**YOUR ASSIGNMENT:**
When you reach the line in the data below that contains "of the small", please start repeating lines exactly, and stop after the line that contains "the dark gray", repeating nothing else.

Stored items
·····
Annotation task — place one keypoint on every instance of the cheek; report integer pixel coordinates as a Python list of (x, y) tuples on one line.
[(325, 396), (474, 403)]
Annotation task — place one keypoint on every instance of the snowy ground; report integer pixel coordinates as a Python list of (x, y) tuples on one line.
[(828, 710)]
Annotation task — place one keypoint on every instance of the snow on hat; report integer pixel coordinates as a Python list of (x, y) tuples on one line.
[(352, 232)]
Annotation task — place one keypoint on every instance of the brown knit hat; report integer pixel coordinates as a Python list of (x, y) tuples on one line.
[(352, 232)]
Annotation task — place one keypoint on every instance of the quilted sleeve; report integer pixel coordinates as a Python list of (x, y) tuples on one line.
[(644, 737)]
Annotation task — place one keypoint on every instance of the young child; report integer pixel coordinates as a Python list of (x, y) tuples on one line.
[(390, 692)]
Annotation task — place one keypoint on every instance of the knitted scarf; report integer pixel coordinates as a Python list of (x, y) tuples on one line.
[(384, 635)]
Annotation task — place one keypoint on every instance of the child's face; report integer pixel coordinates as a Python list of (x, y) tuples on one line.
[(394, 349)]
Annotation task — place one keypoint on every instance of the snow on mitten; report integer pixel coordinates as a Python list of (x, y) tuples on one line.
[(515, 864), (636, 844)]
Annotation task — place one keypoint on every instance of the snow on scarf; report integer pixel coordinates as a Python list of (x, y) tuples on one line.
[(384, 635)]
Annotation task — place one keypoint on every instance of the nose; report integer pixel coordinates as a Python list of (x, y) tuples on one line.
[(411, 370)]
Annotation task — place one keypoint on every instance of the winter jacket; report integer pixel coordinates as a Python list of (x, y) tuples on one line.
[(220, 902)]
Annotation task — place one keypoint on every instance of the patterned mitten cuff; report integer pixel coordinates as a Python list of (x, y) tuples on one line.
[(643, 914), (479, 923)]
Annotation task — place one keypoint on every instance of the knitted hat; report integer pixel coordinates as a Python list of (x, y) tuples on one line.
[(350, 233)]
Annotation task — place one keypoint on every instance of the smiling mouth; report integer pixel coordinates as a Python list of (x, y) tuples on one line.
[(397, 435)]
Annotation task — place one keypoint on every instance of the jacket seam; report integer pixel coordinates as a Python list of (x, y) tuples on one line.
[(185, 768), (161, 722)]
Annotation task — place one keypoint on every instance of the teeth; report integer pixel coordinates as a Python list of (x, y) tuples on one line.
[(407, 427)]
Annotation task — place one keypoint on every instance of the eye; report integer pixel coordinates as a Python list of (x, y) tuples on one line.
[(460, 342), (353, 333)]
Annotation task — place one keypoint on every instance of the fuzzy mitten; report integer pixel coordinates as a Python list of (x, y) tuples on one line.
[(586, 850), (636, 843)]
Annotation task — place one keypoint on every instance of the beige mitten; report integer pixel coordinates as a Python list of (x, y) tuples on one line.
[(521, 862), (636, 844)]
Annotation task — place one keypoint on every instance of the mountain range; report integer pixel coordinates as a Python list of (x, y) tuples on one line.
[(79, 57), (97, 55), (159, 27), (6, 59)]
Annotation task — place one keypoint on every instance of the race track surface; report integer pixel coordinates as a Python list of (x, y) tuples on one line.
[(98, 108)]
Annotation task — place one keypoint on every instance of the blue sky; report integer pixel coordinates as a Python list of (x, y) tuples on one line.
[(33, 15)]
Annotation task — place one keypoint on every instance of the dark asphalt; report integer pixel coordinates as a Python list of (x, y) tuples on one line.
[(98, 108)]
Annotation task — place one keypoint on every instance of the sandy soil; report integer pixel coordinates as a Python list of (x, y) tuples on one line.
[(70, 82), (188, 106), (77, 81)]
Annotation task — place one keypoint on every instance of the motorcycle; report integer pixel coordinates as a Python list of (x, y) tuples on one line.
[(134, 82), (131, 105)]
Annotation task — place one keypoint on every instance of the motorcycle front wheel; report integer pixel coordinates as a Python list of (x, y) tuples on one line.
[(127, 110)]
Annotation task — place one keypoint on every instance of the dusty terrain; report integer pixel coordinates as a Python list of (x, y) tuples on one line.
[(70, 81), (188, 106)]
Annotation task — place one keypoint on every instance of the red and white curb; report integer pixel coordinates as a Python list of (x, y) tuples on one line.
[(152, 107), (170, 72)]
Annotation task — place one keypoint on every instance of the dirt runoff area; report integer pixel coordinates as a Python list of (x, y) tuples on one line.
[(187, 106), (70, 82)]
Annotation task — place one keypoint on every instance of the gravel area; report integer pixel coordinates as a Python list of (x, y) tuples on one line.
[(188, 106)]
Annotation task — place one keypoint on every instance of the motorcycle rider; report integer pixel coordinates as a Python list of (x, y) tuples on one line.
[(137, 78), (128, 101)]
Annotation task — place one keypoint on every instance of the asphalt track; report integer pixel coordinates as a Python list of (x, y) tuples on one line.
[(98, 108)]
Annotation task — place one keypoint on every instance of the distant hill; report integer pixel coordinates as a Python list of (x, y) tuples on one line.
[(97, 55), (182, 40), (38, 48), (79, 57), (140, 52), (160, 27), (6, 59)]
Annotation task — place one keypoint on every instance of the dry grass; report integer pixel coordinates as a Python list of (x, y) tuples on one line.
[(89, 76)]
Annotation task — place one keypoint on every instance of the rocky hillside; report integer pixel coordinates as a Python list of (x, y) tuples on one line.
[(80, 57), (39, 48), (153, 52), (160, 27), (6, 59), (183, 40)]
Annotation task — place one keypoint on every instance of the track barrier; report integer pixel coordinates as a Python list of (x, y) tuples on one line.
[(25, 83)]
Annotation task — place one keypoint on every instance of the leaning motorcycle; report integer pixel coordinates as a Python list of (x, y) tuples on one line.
·····
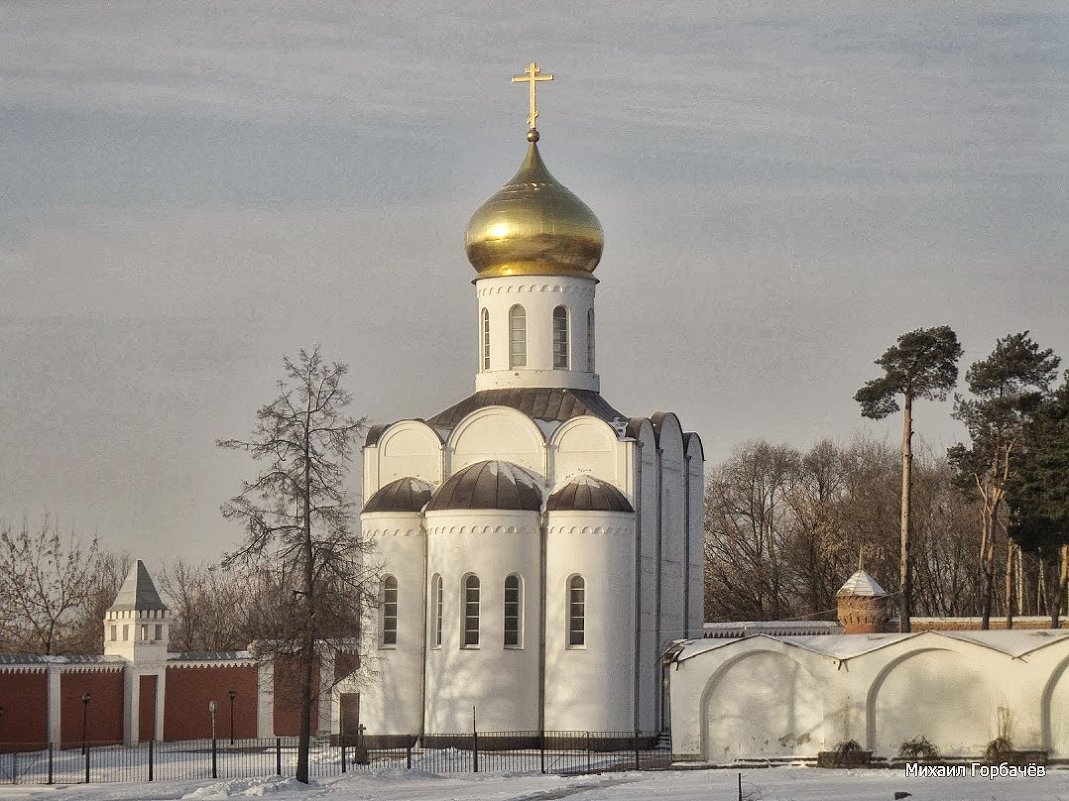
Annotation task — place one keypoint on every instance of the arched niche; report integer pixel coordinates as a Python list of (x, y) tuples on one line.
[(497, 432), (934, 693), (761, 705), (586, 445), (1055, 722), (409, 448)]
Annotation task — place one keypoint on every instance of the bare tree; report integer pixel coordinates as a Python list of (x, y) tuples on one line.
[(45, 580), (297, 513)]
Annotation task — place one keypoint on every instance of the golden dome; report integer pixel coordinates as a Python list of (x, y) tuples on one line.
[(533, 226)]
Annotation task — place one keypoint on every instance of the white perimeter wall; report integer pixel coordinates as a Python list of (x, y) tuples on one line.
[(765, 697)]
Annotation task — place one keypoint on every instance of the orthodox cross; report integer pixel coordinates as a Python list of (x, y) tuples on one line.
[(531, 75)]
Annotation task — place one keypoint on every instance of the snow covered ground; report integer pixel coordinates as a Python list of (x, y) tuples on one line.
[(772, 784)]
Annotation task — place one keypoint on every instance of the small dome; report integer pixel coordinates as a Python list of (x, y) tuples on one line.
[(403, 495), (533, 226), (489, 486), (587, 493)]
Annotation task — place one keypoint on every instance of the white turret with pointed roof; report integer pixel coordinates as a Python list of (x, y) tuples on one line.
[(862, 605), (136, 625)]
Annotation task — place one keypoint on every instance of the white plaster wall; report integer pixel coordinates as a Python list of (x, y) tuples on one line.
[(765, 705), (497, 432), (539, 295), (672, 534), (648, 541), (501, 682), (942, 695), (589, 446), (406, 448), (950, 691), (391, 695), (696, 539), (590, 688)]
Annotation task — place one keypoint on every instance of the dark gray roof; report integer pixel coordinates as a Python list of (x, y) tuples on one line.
·····
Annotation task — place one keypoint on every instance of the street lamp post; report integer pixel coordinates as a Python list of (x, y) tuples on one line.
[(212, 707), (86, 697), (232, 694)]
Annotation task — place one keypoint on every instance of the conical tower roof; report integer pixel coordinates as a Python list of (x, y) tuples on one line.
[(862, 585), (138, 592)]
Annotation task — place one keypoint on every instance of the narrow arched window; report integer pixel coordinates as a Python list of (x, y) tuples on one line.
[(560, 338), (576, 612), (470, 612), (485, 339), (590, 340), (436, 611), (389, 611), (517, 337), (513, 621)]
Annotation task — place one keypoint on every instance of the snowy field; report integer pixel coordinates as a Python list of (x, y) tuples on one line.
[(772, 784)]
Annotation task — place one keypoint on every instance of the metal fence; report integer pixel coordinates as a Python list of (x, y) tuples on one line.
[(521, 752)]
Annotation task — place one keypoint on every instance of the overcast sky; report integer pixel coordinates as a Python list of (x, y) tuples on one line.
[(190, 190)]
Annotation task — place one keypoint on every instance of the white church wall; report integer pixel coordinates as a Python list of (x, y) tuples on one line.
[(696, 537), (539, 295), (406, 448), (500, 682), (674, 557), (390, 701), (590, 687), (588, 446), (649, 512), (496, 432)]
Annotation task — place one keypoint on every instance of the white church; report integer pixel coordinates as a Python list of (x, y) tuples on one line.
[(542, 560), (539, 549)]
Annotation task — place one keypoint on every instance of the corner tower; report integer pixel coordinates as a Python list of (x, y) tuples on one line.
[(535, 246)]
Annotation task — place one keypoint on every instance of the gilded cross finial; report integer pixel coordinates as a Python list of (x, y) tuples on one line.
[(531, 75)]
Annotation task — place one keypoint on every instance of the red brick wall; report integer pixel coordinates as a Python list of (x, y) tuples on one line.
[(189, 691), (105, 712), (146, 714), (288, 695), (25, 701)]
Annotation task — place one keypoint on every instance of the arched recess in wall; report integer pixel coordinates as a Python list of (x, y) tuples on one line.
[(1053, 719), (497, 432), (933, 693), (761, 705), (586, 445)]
·····
**TASK OUTPUT:**
Annotation task — place one keypoint on every instance of the small dome; report integer pixel coordinates as a Python list of (x, y) tuples on one line.
[(403, 495), (533, 226), (489, 486), (587, 493)]
Annotation task — place one keypoint on every instance of the white turret with pointed roof; report integer pixel coordinates as a Python list of (x, y) tuples on one line.
[(862, 605), (136, 625)]
Annotation task — place one keypoint on every instance of the white plaster wall; report integer pixel coordinates as a Python list of (x, y) tuples on one line.
[(765, 705), (497, 432), (539, 295), (672, 534), (648, 541), (501, 682), (942, 695), (589, 446), (406, 448), (950, 691), (391, 695), (696, 539), (590, 688)]
Annotation task — place one keypoint on every instance of the dark gray roof; report integer pixel coordinates as a Python list of (x, y) tuples on one line.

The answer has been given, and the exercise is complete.